So let’s talk a bit about outside funding. The money comes from a different habitat that is populated by large industrial companies. Our cultural industry would become unsustainable without their sponsorship money – money that might come from a car manufacturer, or from a big technology company. All the talk about a “service economy” ignores the fact that our economy continues to be driven by those who build cars or washing machines. In contrast to us, they have succeeded in conveying to their customers why their products matter, and why they should pay for them. They are able to generate money from within their own product portfolio and they don’t rely on outside funding to prosper and grow. They, in other words, have a real business model.

It’s relatively easy to say how much work went into producing a hair dryer. It’s much harder to say what it takes to write a good article. How do we measure the costs and value of thirteen years of school, a university degree, study abroad programs, or even a PhD? The difference in measurement parameters is one of the reasons why the typical CV of an engineer looks different from the CV of a journalist.

Apocalyptic rhetoric is fitting here

If you study economics and choose to accept a job offer from a consulting firm upon graduation, you might make 60k or 80k at age 25. Take a job in journalism, and you’ll have to settle for 35k – at most. As a consultant, you can expect regular pay raises as well. In journalism, things look different: You start with moderate pay, but at least your boss tells you that it’s possible to freelance on the side, or maybe you can make a bit of money off a speaking engagement. She might even refer you to someone. Talk to them, and you will probably hear that speaking fees have been canceled, but at least a public lecture will look good on your resumé. After a number of lectures and panel discussions (all dutifully entered into the CV), a university might offer a position as a guest lecturer. The dean will tell you: Budgets have been cut, but the institution’s name will look good on your resumé, especially if you plan to give public lectures or write books. Yes, a book! That might solve the financial dilemma. You imagine heaps of money – until the publishing house calls to say that the book proposal sounds terrific, but fees are way down. Fortunately, they say, a book credit helps with the resumé and should eventually lead to a position as a guest lecturer.

See, it’s all connected: Public bodies like universities cannot be fully separated from private companies like publishing houses. Both are linked through the nexus and the logic of the cultural industry. A newly graduated economics student can expect a 100k salary while the humanities major will take home less than half as much.

Given data:
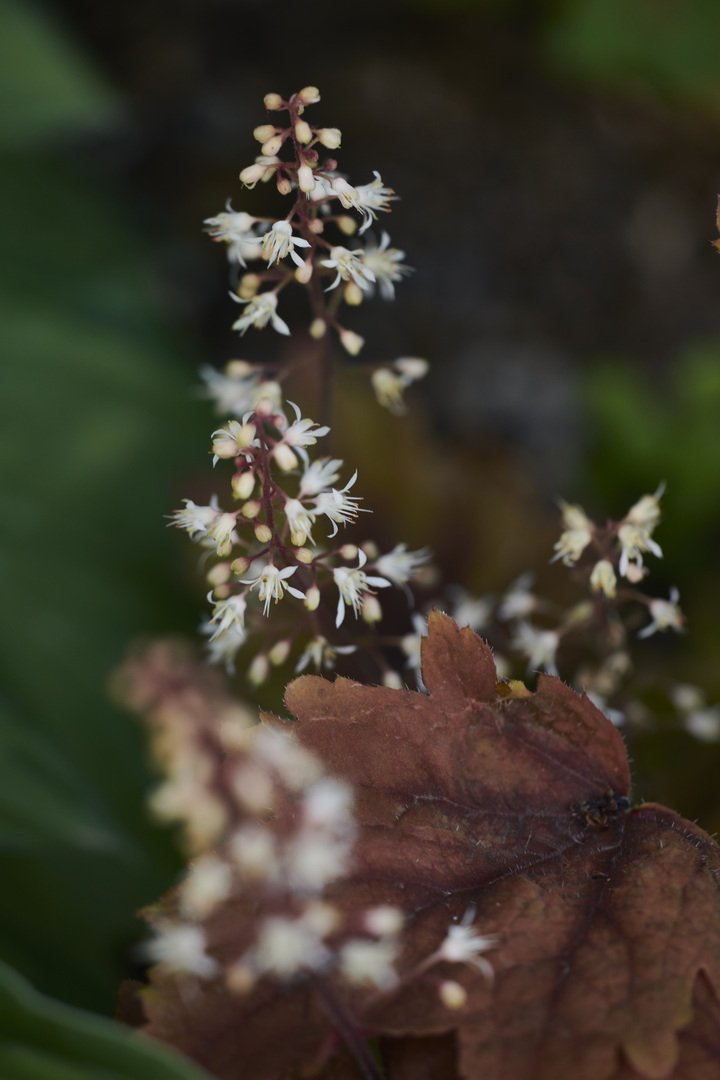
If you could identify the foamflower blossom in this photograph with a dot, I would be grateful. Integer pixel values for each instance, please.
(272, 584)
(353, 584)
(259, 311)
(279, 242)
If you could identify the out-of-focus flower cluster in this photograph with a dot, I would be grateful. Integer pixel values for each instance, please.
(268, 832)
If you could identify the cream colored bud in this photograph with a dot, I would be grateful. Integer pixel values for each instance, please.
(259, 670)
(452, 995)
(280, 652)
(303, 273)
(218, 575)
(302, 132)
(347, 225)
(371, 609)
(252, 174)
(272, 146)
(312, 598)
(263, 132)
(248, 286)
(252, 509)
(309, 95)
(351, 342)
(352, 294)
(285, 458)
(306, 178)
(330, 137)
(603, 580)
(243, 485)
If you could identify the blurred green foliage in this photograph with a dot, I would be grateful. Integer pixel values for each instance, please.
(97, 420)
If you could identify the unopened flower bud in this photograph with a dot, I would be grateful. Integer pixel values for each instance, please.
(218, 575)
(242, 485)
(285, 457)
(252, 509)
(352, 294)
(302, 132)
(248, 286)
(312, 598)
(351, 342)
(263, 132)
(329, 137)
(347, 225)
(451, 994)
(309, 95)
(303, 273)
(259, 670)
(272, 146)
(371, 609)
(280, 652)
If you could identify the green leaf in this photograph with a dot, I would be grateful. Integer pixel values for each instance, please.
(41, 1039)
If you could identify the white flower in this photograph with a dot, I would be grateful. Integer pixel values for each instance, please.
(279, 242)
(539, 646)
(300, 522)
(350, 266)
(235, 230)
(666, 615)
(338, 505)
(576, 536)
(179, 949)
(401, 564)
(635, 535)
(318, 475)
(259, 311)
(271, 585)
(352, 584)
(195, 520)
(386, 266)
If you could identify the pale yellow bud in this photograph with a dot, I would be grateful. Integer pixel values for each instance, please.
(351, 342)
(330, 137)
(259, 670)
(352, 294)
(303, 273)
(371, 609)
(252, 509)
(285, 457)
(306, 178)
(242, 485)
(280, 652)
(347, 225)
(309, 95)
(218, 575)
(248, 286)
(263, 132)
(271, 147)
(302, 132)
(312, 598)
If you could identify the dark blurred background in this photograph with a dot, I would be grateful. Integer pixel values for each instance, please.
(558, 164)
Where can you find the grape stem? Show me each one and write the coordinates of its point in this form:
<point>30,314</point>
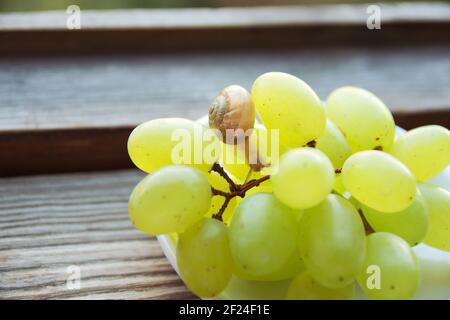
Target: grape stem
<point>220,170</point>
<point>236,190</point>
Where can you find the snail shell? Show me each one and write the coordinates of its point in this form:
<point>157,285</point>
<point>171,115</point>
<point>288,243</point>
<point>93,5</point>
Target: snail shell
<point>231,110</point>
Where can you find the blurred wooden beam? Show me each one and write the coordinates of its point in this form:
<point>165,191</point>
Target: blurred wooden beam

Request:
Please answer these questions from the text on funding and pay in the cultural industry above:
(a) What two kinds of companies does it name as possible sources of sponsorship money?
(b) What is the most a job in journalism pays, according to the text?
(c) What does the publishing house say about fees?

Solution for this task:
(a) A car manufacturer and a big technology company.
(b) 35k.
(c) Fees are way down.